> [Pedido A]:
Reescreve de forma mais curta o parágrafo do excerto escolhido que começa por "À porta do abrigo", sem perder os factos principais.
> [Pedido B]:
Volta a escrever, tal e qual, a parte do excerto escolhido que vai de "Texto: Carla Lourenço" até "a pele escura.", incluindo estas últimas palavras.

=== Excerto escolhido ===

Texto: Carla Lourenço / Fotografia: João Pedro Augusto

A manhã acordou preguiçosa, a bocejar fundo; um bocejo que vinha do interior da terra. Das suas muitas bocas salivantes saíam bafos quentes, com corpos de nuvens, que se dissipavam na atmosfera fria. Os cabelos loiros despenteados sacudiam-se devagarinho ao vento, e o sol começava a aquecer-lhe a pele escura.

À porta do abrigo, o Luís ia carregando o jipe vestido de pó para a última viagem por terras bolivianas daquelas seis mochilas que já correram mundo. Na dança das cadeiras que se seguiu quando nos sentámos, ofereci o lugar de co-piloto ao João. Esqueci-me muitas vezes do deserto enquanto o observava nas suas entusiásticas conversas com o nosso guia. O João sorri com o corpo todo e abraça as pessoas sem lhes tocar - é um dom que ele tem. Envolve-as em perguntas e respostas e vai cozinhando uma estória em lume brando, devagarinho, com todos os ingredientes que encontra pelo caminho. Novamente o Dakar e o sal e as motas e as paisagens e o “como é que foi nessa altura?”.

=== Listagem fornecida ===

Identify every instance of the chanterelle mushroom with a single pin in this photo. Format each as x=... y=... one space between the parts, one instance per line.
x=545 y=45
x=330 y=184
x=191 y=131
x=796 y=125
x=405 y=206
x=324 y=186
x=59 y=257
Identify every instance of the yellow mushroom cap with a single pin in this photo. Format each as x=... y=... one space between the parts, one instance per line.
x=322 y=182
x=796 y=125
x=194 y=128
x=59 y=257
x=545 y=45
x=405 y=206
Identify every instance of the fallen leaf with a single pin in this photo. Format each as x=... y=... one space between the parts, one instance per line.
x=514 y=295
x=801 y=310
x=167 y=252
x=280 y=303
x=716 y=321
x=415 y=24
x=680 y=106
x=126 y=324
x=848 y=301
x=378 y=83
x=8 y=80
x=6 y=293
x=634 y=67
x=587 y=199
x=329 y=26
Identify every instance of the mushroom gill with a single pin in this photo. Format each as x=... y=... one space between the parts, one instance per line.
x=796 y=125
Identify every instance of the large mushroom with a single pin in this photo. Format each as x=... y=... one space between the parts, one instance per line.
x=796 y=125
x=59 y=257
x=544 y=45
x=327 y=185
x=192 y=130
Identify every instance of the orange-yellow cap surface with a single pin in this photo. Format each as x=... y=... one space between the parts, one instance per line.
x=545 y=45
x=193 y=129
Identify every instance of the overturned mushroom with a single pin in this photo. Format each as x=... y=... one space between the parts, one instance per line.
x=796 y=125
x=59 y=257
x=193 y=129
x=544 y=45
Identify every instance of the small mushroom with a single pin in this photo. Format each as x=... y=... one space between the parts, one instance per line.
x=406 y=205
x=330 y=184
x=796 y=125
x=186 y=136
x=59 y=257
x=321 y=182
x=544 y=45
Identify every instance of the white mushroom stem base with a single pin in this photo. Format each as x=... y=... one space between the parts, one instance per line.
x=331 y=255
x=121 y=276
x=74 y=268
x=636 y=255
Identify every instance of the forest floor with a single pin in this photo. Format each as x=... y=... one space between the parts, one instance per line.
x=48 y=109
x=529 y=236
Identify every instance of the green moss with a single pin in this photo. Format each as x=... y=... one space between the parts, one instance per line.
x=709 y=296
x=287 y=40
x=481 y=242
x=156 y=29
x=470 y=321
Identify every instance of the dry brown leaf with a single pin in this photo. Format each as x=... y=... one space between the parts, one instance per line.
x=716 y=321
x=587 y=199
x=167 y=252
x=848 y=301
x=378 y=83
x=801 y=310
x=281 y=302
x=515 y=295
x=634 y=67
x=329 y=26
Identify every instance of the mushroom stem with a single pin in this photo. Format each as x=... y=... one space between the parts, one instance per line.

===

> [Resposta A]:
À porta do abrigo, o Luís carregou o jipe cheio de pó para a última viagem das seis mochilas por terras bolivianas. Quando nos sentámos, dei o lugar de co-piloto ao João. Esqueci muitas vezes o deserto enquanto o via conversar com entusiasmo com o guia. O João tem o dom de sorrir com o corpo todo e de abraçar as pessoas sem lhes tocar. Envolve-as em perguntas e respostas e vai construindo devagar uma estória com tudo o que encontra pelo caminho. Voltam o Dakar, o sal, as motas, as paisagens e o "como é que foi nessa altura?".

> [Resposta B]:
Texto: Carla Lourenço / Fotografia: João Pedro Augusto

A manhã acordou preguiçosa, a bocejar fundo; um bocejo que vinha do interior da terra. Das suas muitas bocas salivantes saíam bafos quentes, com corpos de nuvens, que se dissipavam na atmosfera fria. Os cabelos loiros despenteados sacudiam-se devagarinho ao vento, e o sol começava a aquecer-lhe a pele escura.